**DIRECTION:** Render the items as a two-column CSV with the headers item_text and answer, starting at the line containing "Target: person's head" and ending at the line containing "column 139, row 264". Include both of those lines, write one row per item, and put each field in quotes with its line breaks changed to spaces.

**INPUT DATA:**
========================

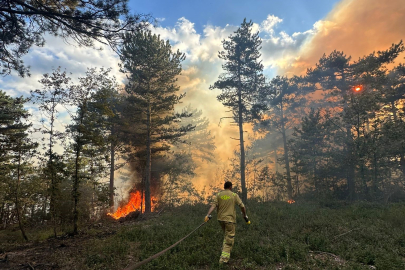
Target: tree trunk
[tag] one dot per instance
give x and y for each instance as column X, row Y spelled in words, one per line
column 286, row 160
column 112, row 170
column 148, row 162
column 17, row 205
column 275, row 159
column 76, row 181
column 76, row 188
column 242, row 145
column 52, row 169
column 401, row 154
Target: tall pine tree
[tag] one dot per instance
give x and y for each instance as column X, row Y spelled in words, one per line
column 242, row 83
column 152, row 68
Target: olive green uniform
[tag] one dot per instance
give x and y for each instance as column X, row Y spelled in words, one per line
column 225, row 203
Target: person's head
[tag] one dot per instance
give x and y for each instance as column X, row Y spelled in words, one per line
column 228, row 185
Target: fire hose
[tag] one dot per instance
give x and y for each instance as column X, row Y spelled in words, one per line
column 139, row 264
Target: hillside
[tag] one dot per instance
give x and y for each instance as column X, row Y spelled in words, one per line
column 281, row 236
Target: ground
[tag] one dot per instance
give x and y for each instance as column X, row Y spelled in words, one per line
column 281, row 236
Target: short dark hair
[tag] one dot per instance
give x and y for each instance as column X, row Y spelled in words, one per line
column 227, row 185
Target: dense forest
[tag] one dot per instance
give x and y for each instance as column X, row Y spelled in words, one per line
column 332, row 135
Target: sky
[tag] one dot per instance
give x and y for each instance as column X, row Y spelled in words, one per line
column 295, row 34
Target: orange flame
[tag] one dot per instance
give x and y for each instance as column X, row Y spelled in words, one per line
column 358, row 88
column 134, row 204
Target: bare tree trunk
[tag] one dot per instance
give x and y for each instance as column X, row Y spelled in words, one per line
column 286, row 160
column 148, row 162
column 112, row 170
column 275, row 159
column 76, row 180
column 242, row 145
column 17, row 205
column 76, row 189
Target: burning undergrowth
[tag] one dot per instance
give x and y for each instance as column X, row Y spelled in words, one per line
column 135, row 204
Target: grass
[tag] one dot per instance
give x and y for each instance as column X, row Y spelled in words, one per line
column 281, row 236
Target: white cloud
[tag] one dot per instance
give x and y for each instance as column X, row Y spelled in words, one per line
column 200, row 70
column 269, row 24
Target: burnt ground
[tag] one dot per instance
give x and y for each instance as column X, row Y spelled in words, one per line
column 54, row 253
column 63, row 251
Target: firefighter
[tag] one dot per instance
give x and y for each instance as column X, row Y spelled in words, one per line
column 225, row 202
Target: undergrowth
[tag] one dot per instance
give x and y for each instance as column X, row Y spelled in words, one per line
column 281, row 236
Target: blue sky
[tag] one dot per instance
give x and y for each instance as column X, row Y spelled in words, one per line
column 297, row 15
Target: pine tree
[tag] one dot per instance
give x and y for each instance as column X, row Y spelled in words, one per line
column 16, row 147
column 338, row 77
column 84, row 129
column 50, row 99
column 151, row 69
column 242, row 83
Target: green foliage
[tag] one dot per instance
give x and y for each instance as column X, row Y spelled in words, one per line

========================

**COMPLETE ANSWER:**
item_text,answer
"Target: person's head [tag] one dot per instance give x and y for each instance as column X, row Y spelled in words, one per line","column 228, row 185"
"Target: fire hose [tag] one dot per instance give x and y for each instance as column X, row Y spelled in words, one per line","column 139, row 264"